## Your task
In the case summary on the PLX Technology stockholder litigation, what per-share price did PLX agree to in principle with Avago in May 2014?

──────── Excerpt to read

In In re PLX Technology, Inc. Stockholders Litigation, C.A. No. 9880-VCL (Del. Ch. October 16, 2018), the Delaware Chancery Court found that the actions of an activist stockholder in the context of a sale transaction aided and abetted the defendant board of directors in a breach of its fiduciary duty of disclosure but that there was insufficient evidence that the breach ultimately resulted in damages.
The story begins with a blocked attempt by PLX Technology Inc.’s (“PLX”) to sell to Integrated Device Technology, Inc. based on the Federal Trade Commission’s challenge to the sale on antitrust grounds. After the deal failed to go through, PLX’s stock price fell considerably lower. This turn of events drew the attention of Potomac Capital Partners II, L.P.’s (“Potomac”) co-managing member, Eric Singer (“Singer”), who subsequently bought shares of PLX at the lower market prices. Singer believed there was an opportunity to sell the company to a runner up bidder, Avago Technologies Wireless (U.S.A.) Manufacturing, Inc. (“Avago”), who had recently acquired one of PLX’s competitors.
For over a year, Potomac and Singer launched an activist campaign to pressure PLX to sell, culminating in Potomac advancing a slate of directors—one of which was Singer himself—to be elected to PLX’s board (the “Board”). While a newly elected Board member, Singer received information that Avago might again be interested in acquiring PLX at a price of approximately $6.53 a share. It was also disclosed to Singer that Avago would consider a bid for PLX after Avago finalized another deal process in which it was engaged. Singer, despite being a director for PLX and owing a duty of loyalty to PLX, did not disclose this information to PLX’s management team or the rest of the Board. The court found that Singer, through Potomac’s holdings, stood to gain uniquely from a short term gain if the sale went through, diverging his interests from the broader stockholder pool. His confidential communications with Avago and his failure to share this information would later become a factor in the outcome of the case.
About four months later, in May of 2014, PLX agreed in principle to a deal with Avago for $6.50 per share. However, the projections in management’s December 2013 business plan generated a valuation range well above $6.50 per share. In June of 2014, management prepared a new and materially lower set of projections. The Board signed off on the new projections lowering PLX’s valuation despite never receiving an explanation of the changes.

────────────────
──────── Supplied data

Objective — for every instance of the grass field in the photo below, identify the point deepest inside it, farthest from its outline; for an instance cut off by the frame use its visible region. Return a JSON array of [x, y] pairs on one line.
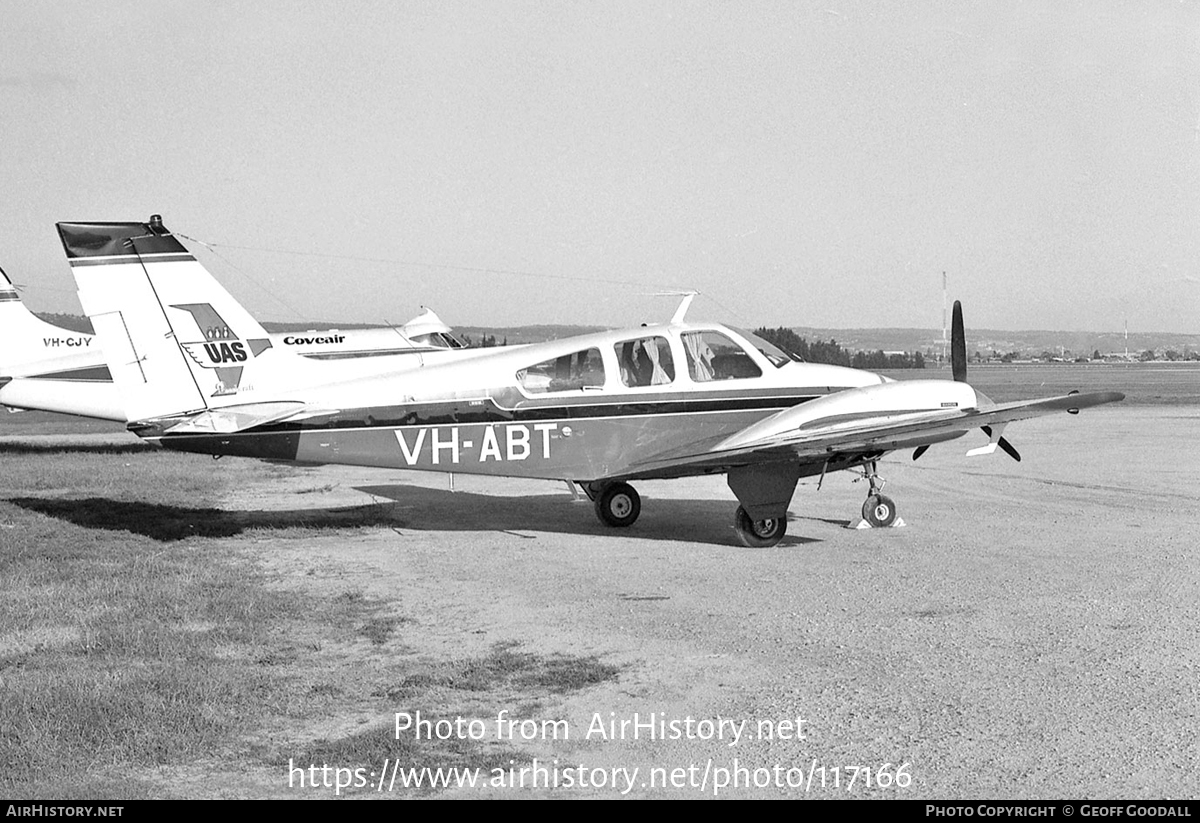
[[144, 653], [149, 650]]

────────────────

## The result
$6.50 per share